[Data drawn from a collection]
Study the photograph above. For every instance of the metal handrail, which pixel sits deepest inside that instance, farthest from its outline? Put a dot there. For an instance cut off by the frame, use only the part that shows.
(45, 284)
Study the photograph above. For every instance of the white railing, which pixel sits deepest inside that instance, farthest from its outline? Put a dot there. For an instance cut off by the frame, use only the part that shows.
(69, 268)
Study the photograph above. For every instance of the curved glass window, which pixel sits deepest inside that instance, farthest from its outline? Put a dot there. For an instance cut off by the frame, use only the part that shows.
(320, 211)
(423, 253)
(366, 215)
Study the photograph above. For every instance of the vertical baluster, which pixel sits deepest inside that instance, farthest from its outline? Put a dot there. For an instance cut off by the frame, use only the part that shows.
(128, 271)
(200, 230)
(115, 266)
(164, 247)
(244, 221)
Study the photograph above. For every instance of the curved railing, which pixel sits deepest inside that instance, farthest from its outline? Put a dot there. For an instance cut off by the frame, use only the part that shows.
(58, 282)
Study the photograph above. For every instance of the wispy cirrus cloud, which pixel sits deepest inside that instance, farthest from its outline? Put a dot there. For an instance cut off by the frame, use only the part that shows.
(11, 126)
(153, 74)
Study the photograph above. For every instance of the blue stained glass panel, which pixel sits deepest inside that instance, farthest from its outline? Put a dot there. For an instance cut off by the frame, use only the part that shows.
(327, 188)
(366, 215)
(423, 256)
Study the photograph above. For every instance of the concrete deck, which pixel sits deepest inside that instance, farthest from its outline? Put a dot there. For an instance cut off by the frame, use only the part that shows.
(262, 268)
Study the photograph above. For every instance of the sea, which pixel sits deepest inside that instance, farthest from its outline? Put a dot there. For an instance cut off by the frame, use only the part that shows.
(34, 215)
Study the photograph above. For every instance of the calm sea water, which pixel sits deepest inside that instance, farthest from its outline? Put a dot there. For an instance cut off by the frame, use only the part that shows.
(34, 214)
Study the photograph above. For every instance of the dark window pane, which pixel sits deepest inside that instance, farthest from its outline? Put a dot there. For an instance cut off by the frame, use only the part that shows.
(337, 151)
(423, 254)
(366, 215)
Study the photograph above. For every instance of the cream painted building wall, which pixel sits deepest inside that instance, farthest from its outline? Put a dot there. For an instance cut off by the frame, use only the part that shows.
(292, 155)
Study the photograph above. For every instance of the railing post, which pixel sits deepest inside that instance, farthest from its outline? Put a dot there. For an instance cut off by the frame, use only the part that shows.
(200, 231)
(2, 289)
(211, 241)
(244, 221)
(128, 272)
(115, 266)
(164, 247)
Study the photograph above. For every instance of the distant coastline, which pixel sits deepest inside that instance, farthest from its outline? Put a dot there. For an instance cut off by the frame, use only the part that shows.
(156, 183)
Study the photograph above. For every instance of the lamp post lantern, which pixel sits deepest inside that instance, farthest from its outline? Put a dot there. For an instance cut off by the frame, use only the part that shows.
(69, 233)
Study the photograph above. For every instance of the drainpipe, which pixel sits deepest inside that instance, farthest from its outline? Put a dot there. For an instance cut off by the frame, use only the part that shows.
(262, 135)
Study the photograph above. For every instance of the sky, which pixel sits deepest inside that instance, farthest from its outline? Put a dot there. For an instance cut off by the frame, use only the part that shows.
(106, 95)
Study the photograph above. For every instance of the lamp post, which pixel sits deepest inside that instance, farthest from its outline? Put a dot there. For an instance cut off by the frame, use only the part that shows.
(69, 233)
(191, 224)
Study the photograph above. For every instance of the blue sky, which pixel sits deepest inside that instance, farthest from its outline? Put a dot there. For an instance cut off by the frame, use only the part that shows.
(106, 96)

WHAT YOU WILL DO:
Write out all of the rows above again, word for word and line for line.

REPLY TO THE EXERCISE:
Study the photograph above. For every instance of the metal handrail, which pixel sits deepest inside that instance, farthest from its outline? Put a dot there. For an instance cut off by the frame, use only the part that shows.
(45, 284)
Study the photograph above. For every instance of the white railing, which pixel sits deepest inside that instance, farthest from its outline? Put a dot there. For an instance cut off by the frame, use only the part that shows.
(69, 268)
Study the photograph above. For every instance of the curved glass window, which pixel sits deepest inside that instance, farthest from its outline? Put a dot there. For an instance cut off by the frame, use only the part that shows.
(320, 211)
(423, 253)
(366, 215)
Study the photograph above. For every instance of the vertical baluster, which pixel sits deepest inside that instance, farthest from its outline? Put a dot there. For an instance cut off by the frame, use only the part that shows.
(128, 271)
(200, 230)
(115, 266)
(164, 247)
(244, 221)
Study the photograph above. For every instance of the curved railing, which pixel sits deepest inside that instance, farthest from its outline? Put a dot there. For an instance cut off by the frame, use only the part that shows.
(58, 282)
Study the photograph above. For every instance of the wispy cirrus cloud, which pixel sits deepest inside that instance, farthest from its outline? Put a dot there. For an instance cut off by the frame, use only the part that shows.
(11, 126)
(153, 74)
Study the photograph above. For every instance of the blue stained glass panel, which pixel sits deepest inside that instance, farthest from its outline? Put a dot there. For an instance cut off by the frame, use only the part that shows.
(327, 188)
(366, 215)
(423, 256)
Study the photograph above. For every instance of the concrete deck, which pixel sits deepest inside that instance, farthest from its outline? Put a dot there. For an instance cut off by the frame, use only the part that shows.
(262, 268)
Study the photograph above. For every instance of the sea, which pixel sits deepest inside that instance, farthest from its outline? Put a dot there. For an instance cut off by the frame, use only the part that shows.
(34, 215)
Study the photograph above. For every instance of the calm sea water, which pixel sits deepest inside that instance, farthest from its outline? Put a dot there. For an instance cut off by the frame, use only the part that shows.
(34, 214)
Study the photograph above. For every instance of the dark window pane, which pixel sits deepest inside that instance, farthest from its outline? Put a dot there. For an instance cut off by the frame, use only the part that shows.
(337, 151)
(423, 254)
(366, 215)
Study the photograph above. For every instance of the cream painted building wall, which pixel sits deepest inside that instance, farthest from its outline? Put a dot there. For an instance cut off by the frame, use only the part that shows.
(292, 155)
Study the photograph above. For every instance of the railing post, which pixel sits deepest inside that instance, farthest from its outline? Put a dot there. For an instance cut off by the frame, use only the part that shows.
(200, 231)
(2, 289)
(211, 241)
(244, 221)
(128, 272)
(115, 266)
(164, 247)
Study the photograph above. For every instance of the distant coastline, which pixel sits deepest inside that instance, farthest from its outline? Put a dot there. For an instance cut off by the frame, use only the part that shows.
(156, 183)
Study the photograph above. For every instance of the lamp post lantern, which pixel sits deepest inside that instance, farthest from its outline? Put a dot there. For an instance cut off by the frame, use only the part that shows.
(69, 233)
Study the photograph above. For every instance of the drainpipe, which pixel sits deepest inside that instance, farthest from its outline? Put a dot there. For an instance cut off by the frame, use only the part that shows.
(262, 135)
Study the photograph above. For every instance of the sky, which pixel sits deepest inside that instance, farthest from its outline? Put a dot there. For an instance cut off by the frame, use only the part that shows.
(106, 95)
Study the photograph above. For every instance of the lamp post, which pixel sits deepest inside that instance, farthest from its outline? Put a dot there. For an instance cut off by the frame, use only the part that shows.
(69, 233)
(191, 224)
Study the photograph above. For every instance of the blue sky, which pixel sits deepest inside that instance, farthest from its outline? Put a dot there. For an instance cut off by the frame, use only the part that shows.
(106, 96)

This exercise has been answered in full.